··· Trecho do documento ···

Este tem sido um princípio importante no âmbito da Reforma Psiquiátrica, pois representa uma ruptura fundamental.
O resultado prático da psiquiatria clássica, ao considerar a loucura
doença, erro absoluto, distúrbio da razão, perda do juízo, incapacidade
civil, irresponsabilidade social e jurídica, foi criar para o louco um
lugar de exclusão, um lugar zero de trocas sociais (Rotelli, 1990), cuja
expressão mais radical é o manicômio.
Colocar a doença entre parênteses não significa a sua negação; a negação
de que exista algo que possa produzir dor, sofrimento, diferença ou
mal-estar. Significa a recusa à explicação psiquiátrica; à capacidade de
a psiquiatria dar conta do fenômeno com a simples nomeação abstrata de
doença. A doença entre parênteses é, ao mesmo tempo, a denúncia social e
política da exclusão, e a ruptura epistemológica com o saber naturalístico da psiquiatria.
Paulo Amarante - Reforma Psiquiatrica e Epistemologia
A psiquiatria colocou o sujeito entre parênteses para ocupar-se da
doença; para Basaglia a doença é que deveria ser colocada entre
parênteses para que pudéssemos ocupar-nos do sujeito em sua experiência.

··· Extrato de dados ···

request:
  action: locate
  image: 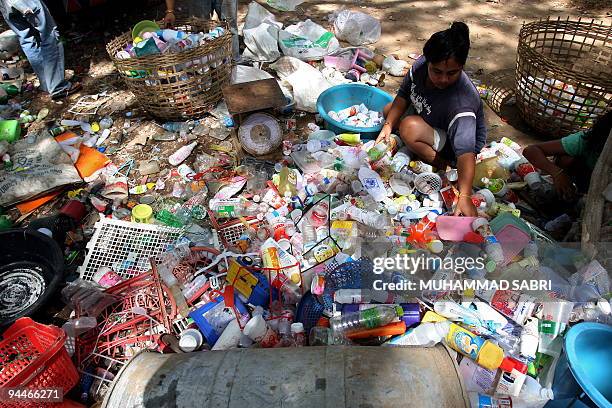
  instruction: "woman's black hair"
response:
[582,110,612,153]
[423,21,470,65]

···
··· Extrato de dados ···

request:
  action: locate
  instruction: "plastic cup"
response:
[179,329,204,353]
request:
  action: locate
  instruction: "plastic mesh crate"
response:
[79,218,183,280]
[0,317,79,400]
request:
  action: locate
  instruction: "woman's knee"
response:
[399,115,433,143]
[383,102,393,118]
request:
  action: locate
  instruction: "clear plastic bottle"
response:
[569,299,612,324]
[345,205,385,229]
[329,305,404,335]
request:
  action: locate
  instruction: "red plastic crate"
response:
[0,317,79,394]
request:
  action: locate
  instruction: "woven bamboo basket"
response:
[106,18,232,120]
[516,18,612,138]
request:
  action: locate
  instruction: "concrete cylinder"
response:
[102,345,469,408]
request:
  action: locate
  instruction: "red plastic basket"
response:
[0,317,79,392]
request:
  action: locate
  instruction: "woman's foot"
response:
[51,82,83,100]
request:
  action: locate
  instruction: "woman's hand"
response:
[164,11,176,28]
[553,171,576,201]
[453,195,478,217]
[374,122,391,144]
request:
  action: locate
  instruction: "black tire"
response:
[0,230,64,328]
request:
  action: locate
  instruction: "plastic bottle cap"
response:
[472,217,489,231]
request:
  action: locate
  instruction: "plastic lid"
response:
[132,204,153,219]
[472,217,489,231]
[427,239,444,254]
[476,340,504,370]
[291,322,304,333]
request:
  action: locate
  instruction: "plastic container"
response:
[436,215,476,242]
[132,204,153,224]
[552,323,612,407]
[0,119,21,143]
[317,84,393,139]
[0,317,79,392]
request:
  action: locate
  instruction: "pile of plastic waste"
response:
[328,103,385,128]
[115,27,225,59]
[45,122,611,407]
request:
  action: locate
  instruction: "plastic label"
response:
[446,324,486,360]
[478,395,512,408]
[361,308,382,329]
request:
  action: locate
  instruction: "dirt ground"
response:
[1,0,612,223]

···

▸ **Enunciado**: Reproduza, sem nenhuma alteração, a passagem do trecho sobre a Reforma Psiquiátrica começando em "Colocar a doença" e seguindo até "em sua experiência.". O material não tem nenhum papel aqui.

▸ **Resultado do exercício**:
Colocar a doença entre parênteses não significa a sua negação; a negação
de que exista algo que possa produzir dor, sofrimento, diferença ou
mal-estar. Significa a recusa à explicação psiquiátrica; à capacidade de
a psiquiatria dar conta do fenômeno com a simples nomeação abstrata de
doença. A doença entre parênteses é, ao mesmo tempo, a denúncia social e
política da exclusão, e a ruptura epistemológica com o saber naturalístico da psiquiatria.
Paulo Amarante - Reforma Psiquiatrica e Epistemologia
A psiquiatria colocou o sujeito entre parênteses para ocupar-se da
doença; para Basaglia a doença é que deveria ser colocada entre
parênteses para que pudéssemos ocupar-nos do sujeito em sua experiência.